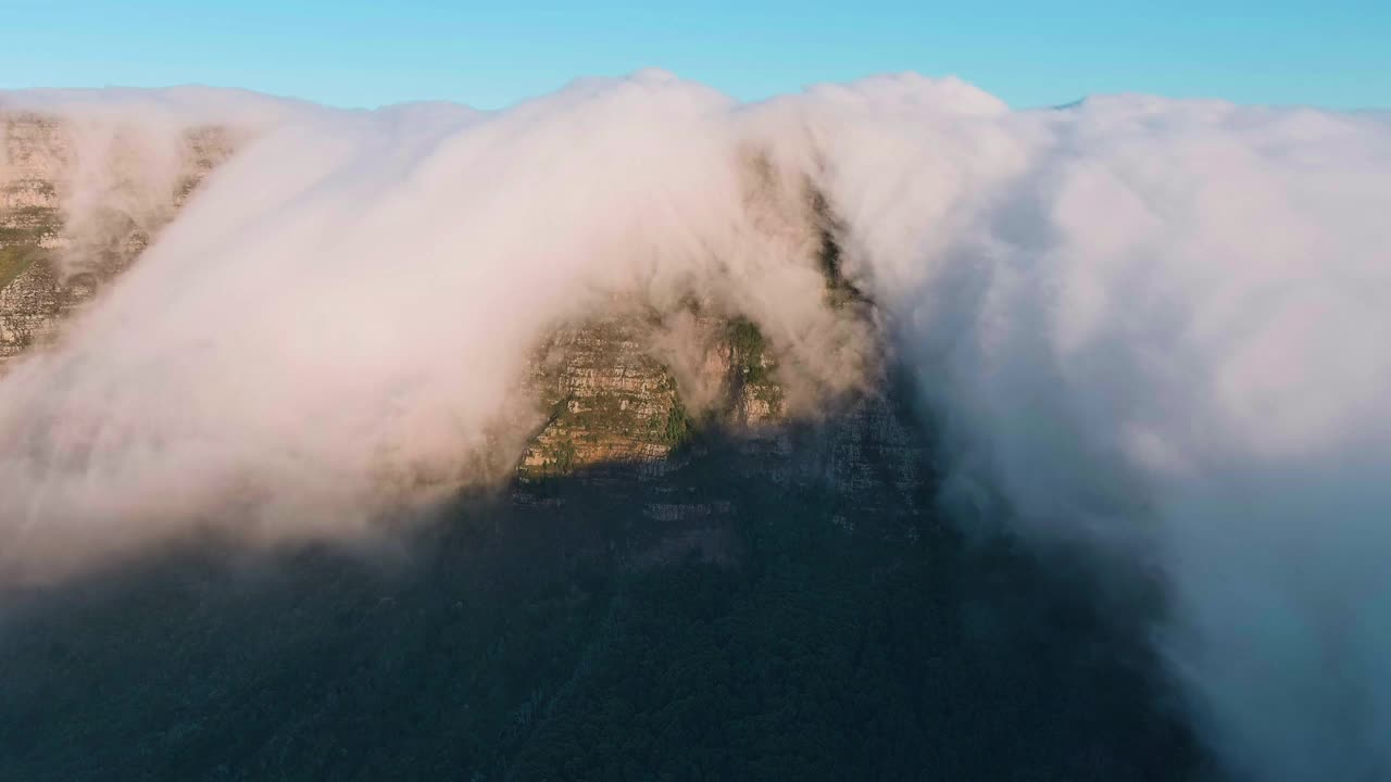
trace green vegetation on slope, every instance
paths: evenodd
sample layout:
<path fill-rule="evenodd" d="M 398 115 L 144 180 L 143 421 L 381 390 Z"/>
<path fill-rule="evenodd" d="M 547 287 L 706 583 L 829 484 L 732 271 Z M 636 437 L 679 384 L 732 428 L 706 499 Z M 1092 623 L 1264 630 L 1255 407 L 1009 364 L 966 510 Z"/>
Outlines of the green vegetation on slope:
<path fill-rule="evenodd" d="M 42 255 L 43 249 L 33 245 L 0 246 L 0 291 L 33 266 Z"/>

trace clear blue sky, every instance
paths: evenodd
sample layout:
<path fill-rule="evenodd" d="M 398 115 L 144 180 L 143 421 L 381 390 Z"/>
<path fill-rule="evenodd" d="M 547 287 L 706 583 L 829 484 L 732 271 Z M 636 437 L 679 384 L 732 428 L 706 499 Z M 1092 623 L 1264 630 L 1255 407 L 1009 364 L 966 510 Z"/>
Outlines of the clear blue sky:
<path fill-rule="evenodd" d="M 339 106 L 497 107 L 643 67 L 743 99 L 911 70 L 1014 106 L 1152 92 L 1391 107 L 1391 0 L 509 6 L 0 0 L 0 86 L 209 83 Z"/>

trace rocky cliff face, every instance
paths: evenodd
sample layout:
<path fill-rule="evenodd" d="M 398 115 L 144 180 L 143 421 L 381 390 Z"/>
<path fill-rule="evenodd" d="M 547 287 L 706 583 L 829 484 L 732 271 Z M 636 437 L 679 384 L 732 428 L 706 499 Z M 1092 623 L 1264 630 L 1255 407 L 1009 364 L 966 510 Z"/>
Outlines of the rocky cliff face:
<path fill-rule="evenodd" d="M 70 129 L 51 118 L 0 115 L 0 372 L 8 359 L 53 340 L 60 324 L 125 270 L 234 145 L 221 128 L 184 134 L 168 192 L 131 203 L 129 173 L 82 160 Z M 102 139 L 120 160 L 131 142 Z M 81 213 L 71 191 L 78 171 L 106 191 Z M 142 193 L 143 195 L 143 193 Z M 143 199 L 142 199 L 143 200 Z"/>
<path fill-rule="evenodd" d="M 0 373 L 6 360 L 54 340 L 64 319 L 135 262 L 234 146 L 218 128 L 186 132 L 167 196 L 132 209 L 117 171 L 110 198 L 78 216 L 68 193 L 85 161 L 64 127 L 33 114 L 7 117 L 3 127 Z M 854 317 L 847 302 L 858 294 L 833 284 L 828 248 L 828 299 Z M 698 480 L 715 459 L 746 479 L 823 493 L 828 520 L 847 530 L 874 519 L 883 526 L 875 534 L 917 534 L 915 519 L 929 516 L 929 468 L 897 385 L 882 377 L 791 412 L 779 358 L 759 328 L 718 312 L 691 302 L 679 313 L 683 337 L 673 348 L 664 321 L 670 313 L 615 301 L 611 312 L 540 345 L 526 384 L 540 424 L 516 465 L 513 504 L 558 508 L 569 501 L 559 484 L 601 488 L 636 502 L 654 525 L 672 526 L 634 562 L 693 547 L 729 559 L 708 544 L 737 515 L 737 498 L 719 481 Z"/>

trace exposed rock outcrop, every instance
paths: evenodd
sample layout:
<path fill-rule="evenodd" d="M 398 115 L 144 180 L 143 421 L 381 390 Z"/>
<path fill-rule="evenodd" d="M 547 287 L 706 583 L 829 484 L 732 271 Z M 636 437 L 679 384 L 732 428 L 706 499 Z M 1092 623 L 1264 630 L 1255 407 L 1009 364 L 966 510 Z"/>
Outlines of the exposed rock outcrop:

§ §

[Direction] Convert the data above into a numbered list with one line per item, omitting the blank lines and leaving out the pictures.

[Exercise output]
1. trace green vegetation on slope, every instance
2. paths: evenodd
3. sample layout:
4. <path fill-rule="evenodd" d="M 398 115 L 144 180 L 143 421 L 381 390 Z"/>
5. <path fill-rule="evenodd" d="M 547 287 L 706 583 L 829 484 L 732 271 Z M 636 437 L 679 384 L 732 428 L 706 499 Z M 1092 623 L 1264 630 L 1255 407 L 1009 364 L 966 510 Z"/>
6. Outlines of the green vegetation on slope:
7. <path fill-rule="evenodd" d="M 42 255 L 43 249 L 33 245 L 0 246 L 0 291 L 33 266 Z"/>
8. trace clear blue sky, every instance
9. paths: evenodd
10. sample layout:
11. <path fill-rule="evenodd" d="M 398 115 L 144 180 L 143 421 L 381 390 Z"/>
12. <path fill-rule="evenodd" d="M 547 287 L 706 583 L 829 484 L 732 271 Z M 636 437 L 679 384 L 732 428 L 706 499 Z M 1092 623 L 1264 630 L 1255 407 L 1009 364 L 966 510 Z"/>
13. Outlines of the clear blue sky:
14. <path fill-rule="evenodd" d="M 339 106 L 497 107 L 643 67 L 743 99 L 911 70 L 1014 106 L 1152 92 L 1391 107 L 1391 0 L 509 6 L 0 0 L 0 86 L 209 83 Z"/>
15. trace rocky cliff face, every instance
16. paths: evenodd
17. sample layout:
18. <path fill-rule="evenodd" d="M 398 115 L 144 180 L 143 421 L 381 390 Z"/>
19. <path fill-rule="evenodd" d="M 547 287 L 706 583 L 829 484 L 732 271 Z M 636 437 L 679 384 L 732 428 L 706 499 Z M 1092 623 L 1264 630 L 1255 407 L 1009 364 L 966 510 Z"/>
20. Outlines of the rocky cliff face:
21. <path fill-rule="evenodd" d="M 70 129 L 51 118 L 0 115 L 0 372 L 8 359 L 53 340 L 60 324 L 125 270 L 234 145 L 221 128 L 184 134 L 168 192 L 131 203 L 129 173 L 82 160 Z M 102 139 L 120 160 L 131 142 Z M 81 213 L 71 191 L 78 171 L 106 191 Z M 142 193 L 143 195 L 143 193 Z M 143 199 L 142 199 L 143 200 Z"/>
22. <path fill-rule="evenodd" d="M 0 373 L 6 360 L 54 340 L 64 319 L 135 262 L 234 146 L 218 128 L 186 132 L 167 196 L 132 209 L 117 171 L 110 198 L 78 216 L 68 193 L 85 161 L 64 127 L 33 114 L 7 117 L 3 127 Z M 854 317 L 847 302 L 858 294 L 833 284 L 828 248 L 828 299 Z M 698 480 L 715 459 L 746 479 L 823 493 L 828 520 L 847 530 L 874 519 L 883 526 L 875 534 L 917 534 L 915 519 L 929 516 L 929 468 L 897 385 L 882 377 L 791 412 L 779 358 L 759 328 L 718 312 L 691 302 L 679 313 L 683 337 L 673 348 L 664 321 L 670 313 L 615 301 L 611 312 L 540 345 L 526 384 L 540 424 L 516 465 L 513 504 L 558 508 L 569 501 L 559 484 L 601 488 L 636 502 L 654 525 L 672 526 L 634 562 L 693 547 L 729 559 L 708 544 L 737 515 L 737 498 L 719 481 Z"/>
23. trace exposed rock outcrop, every instance
24. paths: evenodd
25. sample layout:
26. <path fill-rule="evenodd" d="M 398 115 L 144 180 L 143 421 L 381 390 Z"/>
27. <path fill-rule="evenodd" d="M 547 287 L 706 583 L 829 484 L 732 271 Z M 636 437 L 679 384 L 732 428 L 706 499 Z M 1092 623 L 1264 630 L 1255 407 L 1009 364 L 966 510 Z"/>
28. Outlines of the exposed rock outcrop:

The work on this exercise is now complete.